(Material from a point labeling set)

------------------------------------------------------------

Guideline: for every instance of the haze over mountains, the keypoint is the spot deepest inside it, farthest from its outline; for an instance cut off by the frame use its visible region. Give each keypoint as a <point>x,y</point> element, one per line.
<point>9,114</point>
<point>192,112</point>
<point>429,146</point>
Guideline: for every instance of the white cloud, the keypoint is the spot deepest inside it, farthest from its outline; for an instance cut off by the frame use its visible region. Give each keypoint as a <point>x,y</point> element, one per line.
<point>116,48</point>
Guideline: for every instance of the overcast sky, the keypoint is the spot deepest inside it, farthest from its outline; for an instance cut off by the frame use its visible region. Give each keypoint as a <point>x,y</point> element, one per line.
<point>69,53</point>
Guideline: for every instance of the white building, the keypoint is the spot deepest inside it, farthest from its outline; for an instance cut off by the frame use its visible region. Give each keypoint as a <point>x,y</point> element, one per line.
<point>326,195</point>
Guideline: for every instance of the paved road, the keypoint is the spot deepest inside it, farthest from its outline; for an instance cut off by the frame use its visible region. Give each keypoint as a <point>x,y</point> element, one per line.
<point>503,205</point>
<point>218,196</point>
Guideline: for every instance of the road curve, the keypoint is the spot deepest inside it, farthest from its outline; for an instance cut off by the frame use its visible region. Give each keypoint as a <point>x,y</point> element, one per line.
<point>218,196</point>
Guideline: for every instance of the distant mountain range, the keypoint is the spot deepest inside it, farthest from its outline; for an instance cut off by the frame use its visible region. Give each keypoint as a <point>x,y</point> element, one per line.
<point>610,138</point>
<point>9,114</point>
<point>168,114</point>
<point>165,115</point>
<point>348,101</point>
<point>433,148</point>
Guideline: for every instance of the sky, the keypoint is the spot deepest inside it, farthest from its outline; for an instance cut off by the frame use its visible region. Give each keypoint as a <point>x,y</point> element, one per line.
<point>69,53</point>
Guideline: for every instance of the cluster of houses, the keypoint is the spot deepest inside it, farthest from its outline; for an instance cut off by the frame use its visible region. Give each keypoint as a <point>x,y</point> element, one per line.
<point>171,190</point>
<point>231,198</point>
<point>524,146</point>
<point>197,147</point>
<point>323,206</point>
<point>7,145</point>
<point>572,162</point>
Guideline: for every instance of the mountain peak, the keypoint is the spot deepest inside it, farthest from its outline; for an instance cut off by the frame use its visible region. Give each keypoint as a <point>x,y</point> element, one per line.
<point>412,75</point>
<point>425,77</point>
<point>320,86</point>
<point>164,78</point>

------------------------------------------------------------

Copy everything from the line containing "Guideline: for every instance of the cluster" down to the line containing "<point>572,162</point>", swapping "cluster of houses" for "group of houses" and leaving all else unchanged.

Guideline: for every instance of the group of houses, the keypoint is the spot deepest inside it, farthest from its outline; for an instance cut off by the frame use its visible region. Give each keypoint as a <point>x,y</point> element, one per line.
<point>171,190</point>
<point>231,198</point>
<point>524,146</point>
<point>197,147</point>
<point>323,206</point>
<point>7,145</point>
<point>572,162</point>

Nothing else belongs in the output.